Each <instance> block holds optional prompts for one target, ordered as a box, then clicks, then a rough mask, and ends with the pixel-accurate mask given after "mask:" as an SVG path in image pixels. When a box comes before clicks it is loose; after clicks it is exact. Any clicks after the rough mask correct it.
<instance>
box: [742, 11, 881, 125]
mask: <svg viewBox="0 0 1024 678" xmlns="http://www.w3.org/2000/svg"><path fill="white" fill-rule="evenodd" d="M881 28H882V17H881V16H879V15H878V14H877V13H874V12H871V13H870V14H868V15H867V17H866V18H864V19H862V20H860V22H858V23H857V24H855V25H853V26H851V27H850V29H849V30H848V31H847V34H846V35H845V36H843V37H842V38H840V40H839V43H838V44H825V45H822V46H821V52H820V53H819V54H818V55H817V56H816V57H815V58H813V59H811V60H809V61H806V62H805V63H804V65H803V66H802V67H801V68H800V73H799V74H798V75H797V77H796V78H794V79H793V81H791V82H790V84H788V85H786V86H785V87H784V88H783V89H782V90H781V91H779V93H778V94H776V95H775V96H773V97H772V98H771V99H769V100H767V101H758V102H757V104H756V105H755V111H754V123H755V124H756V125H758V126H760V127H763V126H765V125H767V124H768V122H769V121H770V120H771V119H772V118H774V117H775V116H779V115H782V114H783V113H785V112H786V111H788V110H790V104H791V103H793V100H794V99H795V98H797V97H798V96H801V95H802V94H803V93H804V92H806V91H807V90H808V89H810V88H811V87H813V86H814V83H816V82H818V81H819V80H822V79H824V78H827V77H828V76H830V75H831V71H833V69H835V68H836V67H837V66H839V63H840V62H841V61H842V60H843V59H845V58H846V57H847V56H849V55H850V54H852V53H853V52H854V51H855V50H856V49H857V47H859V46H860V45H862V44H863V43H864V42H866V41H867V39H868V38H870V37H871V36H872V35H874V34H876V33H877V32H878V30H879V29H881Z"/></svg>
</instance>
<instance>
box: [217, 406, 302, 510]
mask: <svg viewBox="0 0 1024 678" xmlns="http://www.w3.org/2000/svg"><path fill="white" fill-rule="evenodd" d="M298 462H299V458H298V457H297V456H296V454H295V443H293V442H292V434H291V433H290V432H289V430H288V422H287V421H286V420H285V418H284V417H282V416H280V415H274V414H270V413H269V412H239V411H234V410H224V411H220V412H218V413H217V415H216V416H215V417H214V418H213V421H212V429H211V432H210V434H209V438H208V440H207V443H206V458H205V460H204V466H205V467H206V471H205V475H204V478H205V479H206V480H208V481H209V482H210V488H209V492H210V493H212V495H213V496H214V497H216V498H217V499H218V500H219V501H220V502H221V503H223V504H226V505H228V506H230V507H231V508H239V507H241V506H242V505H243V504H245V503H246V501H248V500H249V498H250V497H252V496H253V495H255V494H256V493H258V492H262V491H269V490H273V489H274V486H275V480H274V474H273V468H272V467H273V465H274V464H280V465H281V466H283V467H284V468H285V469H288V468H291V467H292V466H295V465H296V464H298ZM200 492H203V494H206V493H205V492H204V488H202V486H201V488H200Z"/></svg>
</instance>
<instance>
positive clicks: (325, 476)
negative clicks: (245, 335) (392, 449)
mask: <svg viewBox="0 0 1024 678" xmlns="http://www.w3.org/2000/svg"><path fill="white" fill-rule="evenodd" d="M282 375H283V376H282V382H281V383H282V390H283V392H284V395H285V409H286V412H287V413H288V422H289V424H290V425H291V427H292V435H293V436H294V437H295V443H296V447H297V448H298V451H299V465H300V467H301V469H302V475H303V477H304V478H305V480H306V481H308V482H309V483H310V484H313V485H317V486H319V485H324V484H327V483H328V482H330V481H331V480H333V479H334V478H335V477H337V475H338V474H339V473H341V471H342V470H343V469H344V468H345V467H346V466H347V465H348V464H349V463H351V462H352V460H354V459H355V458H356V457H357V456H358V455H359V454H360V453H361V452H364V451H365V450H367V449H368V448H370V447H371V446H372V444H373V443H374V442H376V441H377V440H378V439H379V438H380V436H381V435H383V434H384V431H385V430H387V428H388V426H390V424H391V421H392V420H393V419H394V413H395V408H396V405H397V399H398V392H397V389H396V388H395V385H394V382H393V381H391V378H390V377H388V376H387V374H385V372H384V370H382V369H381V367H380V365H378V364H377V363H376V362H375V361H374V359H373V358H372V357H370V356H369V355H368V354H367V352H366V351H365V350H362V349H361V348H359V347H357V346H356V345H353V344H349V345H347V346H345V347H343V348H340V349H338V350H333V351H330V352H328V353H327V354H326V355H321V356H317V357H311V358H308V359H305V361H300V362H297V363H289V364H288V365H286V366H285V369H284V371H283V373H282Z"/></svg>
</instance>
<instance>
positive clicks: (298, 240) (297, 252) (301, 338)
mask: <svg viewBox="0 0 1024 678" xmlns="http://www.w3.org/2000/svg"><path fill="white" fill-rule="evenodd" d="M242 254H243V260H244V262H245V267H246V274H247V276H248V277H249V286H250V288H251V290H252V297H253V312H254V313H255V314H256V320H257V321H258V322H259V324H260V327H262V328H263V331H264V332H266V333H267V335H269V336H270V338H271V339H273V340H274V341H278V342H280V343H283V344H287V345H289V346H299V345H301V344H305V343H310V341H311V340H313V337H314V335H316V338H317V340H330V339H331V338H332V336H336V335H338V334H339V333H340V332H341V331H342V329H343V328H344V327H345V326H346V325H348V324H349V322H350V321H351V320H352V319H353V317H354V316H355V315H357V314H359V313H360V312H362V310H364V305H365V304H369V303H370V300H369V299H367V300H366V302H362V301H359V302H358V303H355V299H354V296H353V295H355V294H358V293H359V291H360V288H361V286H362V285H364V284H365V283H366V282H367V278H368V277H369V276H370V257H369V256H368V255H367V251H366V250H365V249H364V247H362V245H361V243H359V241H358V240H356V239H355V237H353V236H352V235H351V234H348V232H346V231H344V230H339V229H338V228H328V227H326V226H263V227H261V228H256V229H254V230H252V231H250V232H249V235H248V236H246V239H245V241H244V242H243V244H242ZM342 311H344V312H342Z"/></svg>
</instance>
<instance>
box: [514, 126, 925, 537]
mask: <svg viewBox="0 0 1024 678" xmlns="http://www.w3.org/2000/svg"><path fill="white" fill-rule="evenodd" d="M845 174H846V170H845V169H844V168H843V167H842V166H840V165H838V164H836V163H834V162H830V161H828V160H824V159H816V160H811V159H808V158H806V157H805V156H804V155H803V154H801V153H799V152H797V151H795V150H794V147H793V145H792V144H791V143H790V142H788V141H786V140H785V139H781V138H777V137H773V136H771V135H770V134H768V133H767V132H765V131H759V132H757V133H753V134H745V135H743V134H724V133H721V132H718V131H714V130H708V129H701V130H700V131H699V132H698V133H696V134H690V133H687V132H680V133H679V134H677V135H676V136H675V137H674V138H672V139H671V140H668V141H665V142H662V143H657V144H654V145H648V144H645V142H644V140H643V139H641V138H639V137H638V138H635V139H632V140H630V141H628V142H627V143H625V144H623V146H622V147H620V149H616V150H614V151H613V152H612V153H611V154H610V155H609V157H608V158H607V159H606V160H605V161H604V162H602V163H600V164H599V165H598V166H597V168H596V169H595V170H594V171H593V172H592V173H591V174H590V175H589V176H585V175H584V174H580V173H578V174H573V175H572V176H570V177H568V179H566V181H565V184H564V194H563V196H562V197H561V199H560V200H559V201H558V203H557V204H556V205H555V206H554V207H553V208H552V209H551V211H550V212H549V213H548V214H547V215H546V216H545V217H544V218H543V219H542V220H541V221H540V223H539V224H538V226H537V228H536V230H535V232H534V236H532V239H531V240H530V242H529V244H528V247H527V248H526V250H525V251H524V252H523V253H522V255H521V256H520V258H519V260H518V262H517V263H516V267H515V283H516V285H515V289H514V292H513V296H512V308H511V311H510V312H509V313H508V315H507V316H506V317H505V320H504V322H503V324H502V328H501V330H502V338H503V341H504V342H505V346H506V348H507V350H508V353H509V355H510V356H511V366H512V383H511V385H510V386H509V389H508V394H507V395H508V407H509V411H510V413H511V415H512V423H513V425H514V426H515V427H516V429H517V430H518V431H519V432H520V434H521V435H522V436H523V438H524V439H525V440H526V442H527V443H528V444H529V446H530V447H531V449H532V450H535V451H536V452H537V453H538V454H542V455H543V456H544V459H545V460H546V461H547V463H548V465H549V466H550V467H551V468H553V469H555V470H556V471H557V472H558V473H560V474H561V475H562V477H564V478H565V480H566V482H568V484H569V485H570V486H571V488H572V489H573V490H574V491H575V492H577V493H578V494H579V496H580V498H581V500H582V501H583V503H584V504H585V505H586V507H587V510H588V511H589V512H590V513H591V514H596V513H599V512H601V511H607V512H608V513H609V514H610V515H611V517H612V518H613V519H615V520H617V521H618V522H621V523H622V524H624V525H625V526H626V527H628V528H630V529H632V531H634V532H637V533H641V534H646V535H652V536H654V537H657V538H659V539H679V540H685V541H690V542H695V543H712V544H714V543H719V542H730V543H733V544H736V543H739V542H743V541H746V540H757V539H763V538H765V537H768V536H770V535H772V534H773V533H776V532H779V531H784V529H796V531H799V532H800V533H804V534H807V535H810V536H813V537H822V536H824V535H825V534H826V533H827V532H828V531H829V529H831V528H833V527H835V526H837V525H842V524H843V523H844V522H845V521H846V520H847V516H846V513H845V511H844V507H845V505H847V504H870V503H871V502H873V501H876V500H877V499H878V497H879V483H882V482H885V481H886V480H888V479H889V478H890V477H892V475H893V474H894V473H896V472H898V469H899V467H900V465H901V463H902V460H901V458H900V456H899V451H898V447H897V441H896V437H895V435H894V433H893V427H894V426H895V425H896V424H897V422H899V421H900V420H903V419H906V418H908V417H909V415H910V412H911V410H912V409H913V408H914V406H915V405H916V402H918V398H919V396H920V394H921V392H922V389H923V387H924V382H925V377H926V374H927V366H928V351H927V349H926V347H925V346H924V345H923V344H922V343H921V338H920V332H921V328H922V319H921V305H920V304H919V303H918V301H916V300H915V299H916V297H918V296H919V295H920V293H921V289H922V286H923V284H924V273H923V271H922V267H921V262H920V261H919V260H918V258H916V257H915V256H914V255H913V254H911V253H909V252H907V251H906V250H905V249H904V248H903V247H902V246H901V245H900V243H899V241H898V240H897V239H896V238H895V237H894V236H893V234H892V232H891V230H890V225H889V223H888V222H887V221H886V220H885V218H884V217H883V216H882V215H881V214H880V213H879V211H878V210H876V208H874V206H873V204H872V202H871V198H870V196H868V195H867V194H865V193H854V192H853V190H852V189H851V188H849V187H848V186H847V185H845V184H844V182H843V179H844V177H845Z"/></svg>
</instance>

▶ ASSIGNMENT
Convert the rows above, from the first line up to and including the line containing "box: [742, 11, 881, 125]", into a Markdown table with the columns Line and Content. Number each line and leave out any blank lines.

▶ SOLUTION
| Line | Content |
|---|---|
| 1 | Each <instance> block holds optional prompts for one target, ordered as a box, then clicks, then a rough mask, and ends with the pixel-accurate mask given after "mask:" as an SVG path in image pixels. When a box comes before clicks it is loose; after clicks it is exact. Any clicks after the rough mask correct it. |
| 2 | <instance> |
| 3 | box: [742, 11, 881, 125] |